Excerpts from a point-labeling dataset
......

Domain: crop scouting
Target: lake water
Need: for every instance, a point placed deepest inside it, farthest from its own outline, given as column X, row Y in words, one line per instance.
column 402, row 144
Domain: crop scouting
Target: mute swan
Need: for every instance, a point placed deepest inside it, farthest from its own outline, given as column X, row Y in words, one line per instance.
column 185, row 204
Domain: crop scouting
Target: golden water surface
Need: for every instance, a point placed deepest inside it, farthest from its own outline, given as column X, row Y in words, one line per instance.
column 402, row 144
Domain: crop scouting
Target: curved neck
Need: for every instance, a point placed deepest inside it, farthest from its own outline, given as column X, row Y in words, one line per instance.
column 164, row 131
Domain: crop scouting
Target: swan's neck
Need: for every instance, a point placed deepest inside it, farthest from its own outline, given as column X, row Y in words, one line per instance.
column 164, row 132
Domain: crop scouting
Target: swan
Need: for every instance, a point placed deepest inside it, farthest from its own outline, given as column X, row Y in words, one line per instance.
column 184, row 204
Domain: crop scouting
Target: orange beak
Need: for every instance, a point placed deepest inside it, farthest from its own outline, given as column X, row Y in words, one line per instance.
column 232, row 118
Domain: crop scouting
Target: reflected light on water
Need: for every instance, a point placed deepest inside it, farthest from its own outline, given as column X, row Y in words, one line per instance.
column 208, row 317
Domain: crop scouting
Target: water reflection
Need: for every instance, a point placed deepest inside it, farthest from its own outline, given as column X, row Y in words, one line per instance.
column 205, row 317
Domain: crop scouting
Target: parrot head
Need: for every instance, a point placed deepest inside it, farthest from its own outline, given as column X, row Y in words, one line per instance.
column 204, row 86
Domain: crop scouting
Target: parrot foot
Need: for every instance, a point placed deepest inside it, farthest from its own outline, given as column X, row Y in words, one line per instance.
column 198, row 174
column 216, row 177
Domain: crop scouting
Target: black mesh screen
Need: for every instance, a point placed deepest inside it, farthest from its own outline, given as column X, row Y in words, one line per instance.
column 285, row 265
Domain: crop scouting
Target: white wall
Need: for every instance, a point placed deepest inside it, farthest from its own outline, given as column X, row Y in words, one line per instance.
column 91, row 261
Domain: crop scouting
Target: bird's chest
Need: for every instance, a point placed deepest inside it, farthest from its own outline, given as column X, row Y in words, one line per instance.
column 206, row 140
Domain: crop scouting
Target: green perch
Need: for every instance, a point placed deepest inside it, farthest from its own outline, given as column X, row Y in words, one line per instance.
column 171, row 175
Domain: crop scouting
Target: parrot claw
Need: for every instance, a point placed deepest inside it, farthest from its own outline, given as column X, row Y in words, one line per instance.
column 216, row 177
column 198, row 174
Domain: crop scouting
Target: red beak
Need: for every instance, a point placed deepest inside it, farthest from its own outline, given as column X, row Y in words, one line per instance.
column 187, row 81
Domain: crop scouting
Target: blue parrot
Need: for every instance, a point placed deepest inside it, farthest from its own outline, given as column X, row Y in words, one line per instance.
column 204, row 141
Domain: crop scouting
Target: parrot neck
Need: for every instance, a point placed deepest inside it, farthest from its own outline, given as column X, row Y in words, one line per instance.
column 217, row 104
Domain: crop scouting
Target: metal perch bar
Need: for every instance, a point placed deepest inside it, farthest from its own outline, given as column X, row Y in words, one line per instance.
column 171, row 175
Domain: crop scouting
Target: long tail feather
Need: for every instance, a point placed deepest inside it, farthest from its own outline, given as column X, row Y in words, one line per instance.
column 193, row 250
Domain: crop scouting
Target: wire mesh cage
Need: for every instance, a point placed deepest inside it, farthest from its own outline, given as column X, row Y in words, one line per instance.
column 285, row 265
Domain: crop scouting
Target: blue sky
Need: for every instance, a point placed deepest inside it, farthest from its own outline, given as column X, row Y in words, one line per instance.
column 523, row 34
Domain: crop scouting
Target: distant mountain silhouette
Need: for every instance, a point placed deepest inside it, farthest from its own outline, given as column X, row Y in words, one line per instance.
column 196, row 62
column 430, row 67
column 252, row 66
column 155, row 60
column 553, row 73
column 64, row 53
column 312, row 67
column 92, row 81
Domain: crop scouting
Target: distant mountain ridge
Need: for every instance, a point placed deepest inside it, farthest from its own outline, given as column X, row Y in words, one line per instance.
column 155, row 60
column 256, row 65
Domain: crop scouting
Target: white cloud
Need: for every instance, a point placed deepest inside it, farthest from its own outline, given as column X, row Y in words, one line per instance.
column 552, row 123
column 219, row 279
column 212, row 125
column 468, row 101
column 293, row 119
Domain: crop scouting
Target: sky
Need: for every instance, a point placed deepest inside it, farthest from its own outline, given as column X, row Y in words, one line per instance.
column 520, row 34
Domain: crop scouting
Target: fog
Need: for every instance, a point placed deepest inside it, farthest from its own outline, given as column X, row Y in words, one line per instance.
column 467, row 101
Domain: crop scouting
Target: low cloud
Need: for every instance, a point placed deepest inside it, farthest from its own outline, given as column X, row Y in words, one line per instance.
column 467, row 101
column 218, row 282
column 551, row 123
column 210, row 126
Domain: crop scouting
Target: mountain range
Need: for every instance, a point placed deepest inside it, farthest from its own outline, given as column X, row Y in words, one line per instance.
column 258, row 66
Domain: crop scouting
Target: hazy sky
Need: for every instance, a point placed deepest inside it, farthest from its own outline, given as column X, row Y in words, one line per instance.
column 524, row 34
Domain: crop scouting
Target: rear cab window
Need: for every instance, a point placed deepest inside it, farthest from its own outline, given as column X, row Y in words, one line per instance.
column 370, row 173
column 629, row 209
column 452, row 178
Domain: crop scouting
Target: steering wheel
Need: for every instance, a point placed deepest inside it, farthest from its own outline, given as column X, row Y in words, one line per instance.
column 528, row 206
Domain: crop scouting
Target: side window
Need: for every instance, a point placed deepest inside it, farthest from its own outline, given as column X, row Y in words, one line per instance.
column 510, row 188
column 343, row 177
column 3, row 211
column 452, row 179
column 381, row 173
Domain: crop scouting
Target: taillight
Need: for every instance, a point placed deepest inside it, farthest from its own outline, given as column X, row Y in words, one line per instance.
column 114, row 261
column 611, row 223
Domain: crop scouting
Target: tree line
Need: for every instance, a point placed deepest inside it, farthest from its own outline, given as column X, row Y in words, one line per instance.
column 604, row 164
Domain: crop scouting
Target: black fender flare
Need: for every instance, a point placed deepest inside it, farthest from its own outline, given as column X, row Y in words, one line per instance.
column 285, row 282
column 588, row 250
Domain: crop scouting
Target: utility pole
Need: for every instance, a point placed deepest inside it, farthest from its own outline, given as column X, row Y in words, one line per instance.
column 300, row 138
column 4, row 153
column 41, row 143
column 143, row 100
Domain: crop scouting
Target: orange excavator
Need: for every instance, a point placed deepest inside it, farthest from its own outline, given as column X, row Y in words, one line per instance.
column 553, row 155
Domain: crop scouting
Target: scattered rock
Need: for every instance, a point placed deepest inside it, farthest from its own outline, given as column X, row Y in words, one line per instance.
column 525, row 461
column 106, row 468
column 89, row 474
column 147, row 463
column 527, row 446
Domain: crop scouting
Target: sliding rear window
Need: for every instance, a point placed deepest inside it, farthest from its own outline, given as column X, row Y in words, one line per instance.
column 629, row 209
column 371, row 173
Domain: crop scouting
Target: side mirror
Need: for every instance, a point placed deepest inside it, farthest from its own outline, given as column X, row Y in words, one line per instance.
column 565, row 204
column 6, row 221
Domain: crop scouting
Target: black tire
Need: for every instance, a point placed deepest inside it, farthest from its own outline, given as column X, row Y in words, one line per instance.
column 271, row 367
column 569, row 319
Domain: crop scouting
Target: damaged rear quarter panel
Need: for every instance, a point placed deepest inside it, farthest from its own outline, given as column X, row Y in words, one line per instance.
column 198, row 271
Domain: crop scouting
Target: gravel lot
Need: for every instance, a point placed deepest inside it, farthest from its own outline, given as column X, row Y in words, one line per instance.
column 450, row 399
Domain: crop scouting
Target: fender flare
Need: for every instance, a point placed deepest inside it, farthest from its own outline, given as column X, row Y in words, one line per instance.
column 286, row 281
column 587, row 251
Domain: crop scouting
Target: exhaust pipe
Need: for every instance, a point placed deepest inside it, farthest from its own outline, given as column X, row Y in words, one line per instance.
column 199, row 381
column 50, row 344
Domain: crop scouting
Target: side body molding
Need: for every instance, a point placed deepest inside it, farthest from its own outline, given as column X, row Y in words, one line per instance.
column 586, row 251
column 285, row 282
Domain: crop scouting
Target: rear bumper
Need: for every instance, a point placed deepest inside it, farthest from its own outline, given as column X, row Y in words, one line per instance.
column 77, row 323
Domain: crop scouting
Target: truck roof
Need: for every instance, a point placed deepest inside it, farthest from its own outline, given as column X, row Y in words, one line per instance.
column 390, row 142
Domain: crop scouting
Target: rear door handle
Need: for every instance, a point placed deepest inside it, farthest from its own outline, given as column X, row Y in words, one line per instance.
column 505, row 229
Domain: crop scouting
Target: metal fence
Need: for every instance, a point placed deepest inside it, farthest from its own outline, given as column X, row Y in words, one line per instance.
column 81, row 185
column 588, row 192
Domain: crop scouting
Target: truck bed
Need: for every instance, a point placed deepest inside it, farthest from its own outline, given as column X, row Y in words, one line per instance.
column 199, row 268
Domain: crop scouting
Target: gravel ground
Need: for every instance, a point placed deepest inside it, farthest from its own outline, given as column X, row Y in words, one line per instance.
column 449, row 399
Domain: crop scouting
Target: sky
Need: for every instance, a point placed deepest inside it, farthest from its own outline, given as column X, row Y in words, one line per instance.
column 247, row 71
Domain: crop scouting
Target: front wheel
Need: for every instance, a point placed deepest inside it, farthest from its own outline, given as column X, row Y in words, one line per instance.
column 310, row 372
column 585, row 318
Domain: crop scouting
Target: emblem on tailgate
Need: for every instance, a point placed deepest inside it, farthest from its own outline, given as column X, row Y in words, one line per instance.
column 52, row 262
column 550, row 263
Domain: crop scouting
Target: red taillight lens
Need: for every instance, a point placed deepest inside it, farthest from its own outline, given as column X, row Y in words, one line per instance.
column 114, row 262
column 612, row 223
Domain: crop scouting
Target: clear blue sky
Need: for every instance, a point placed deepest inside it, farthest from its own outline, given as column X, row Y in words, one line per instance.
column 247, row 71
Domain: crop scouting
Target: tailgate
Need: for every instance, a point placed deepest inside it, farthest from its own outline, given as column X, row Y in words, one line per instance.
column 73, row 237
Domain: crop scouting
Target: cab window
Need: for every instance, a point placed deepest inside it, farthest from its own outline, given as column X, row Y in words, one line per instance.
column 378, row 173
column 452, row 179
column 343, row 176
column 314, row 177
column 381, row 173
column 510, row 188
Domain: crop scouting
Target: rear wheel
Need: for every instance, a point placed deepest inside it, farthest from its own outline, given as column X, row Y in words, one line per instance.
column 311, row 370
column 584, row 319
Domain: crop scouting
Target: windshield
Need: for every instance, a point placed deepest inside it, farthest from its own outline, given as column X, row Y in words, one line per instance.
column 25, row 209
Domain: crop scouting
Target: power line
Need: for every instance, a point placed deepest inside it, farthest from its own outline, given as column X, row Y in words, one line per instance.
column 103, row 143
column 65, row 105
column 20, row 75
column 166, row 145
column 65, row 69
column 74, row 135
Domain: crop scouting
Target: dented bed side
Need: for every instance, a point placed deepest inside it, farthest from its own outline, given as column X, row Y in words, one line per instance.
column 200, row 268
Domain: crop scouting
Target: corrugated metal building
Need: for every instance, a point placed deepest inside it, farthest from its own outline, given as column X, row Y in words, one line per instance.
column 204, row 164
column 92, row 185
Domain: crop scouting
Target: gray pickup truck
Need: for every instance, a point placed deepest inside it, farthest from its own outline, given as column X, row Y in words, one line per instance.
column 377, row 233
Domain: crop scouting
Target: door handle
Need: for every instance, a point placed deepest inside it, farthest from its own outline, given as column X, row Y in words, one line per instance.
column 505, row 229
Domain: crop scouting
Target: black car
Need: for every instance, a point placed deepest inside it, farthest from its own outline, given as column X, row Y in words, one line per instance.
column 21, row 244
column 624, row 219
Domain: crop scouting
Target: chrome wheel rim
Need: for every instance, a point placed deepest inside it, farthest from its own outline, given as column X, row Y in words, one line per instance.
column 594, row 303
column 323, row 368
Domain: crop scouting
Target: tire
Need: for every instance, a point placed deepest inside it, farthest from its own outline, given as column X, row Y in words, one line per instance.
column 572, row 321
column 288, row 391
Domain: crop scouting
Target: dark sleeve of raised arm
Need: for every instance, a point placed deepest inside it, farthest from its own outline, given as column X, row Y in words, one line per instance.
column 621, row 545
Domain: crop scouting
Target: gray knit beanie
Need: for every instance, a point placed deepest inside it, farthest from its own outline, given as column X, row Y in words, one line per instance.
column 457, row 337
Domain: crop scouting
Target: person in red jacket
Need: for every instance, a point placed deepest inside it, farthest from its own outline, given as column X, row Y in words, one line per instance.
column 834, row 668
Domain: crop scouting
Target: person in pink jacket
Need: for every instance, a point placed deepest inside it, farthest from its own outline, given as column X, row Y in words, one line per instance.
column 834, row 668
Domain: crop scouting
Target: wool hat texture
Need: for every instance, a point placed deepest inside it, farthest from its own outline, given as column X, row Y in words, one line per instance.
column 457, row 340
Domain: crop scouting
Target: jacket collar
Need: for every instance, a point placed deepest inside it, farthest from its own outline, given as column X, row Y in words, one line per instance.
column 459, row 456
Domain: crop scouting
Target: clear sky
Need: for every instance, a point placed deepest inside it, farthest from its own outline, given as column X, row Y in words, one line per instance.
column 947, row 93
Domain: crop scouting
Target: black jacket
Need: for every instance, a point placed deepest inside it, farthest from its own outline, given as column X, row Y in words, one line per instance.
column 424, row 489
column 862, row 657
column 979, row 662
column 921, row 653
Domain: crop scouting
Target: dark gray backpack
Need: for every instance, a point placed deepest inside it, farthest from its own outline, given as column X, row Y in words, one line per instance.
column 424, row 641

......

AIM: Extract every line of the records above that contains the word "orange", treating uppercase and lowercase letters as distinct.

ANSWER TO THIS EXERCISE:
Target: orange beak
Target: orange excavator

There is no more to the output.